BEGIN
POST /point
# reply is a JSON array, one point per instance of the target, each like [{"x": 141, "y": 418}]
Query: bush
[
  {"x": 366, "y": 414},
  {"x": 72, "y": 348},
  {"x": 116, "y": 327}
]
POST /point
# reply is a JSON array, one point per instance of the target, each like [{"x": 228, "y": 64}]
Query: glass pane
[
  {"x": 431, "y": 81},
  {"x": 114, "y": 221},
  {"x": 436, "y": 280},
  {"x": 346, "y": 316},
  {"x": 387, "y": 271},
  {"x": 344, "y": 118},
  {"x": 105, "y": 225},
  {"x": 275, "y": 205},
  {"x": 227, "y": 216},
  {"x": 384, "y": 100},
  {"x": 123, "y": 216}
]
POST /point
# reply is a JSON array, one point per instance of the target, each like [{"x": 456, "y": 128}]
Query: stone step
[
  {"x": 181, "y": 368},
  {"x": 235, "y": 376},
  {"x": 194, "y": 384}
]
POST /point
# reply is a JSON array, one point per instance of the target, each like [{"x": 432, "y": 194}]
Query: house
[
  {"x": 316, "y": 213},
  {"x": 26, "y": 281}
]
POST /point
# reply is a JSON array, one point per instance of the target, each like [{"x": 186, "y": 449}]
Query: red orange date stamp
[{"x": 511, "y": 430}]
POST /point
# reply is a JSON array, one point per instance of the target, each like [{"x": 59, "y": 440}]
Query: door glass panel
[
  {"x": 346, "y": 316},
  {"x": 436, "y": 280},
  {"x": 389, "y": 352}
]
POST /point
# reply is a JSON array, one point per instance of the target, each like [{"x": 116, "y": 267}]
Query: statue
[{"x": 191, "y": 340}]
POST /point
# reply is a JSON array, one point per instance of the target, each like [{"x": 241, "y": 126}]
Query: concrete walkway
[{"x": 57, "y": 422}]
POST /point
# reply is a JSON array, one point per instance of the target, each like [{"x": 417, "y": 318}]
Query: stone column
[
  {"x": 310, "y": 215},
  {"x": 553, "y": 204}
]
END
Short exercise
Extract each line of the records that contains the string "Query".

Solution to this exercise
Query: bush
Query: glass pane
Query: stone step
Query: house
Query: red orange date stamp
Query: door glass panel
Query: statue
Query: concrete walkway
Query: stone column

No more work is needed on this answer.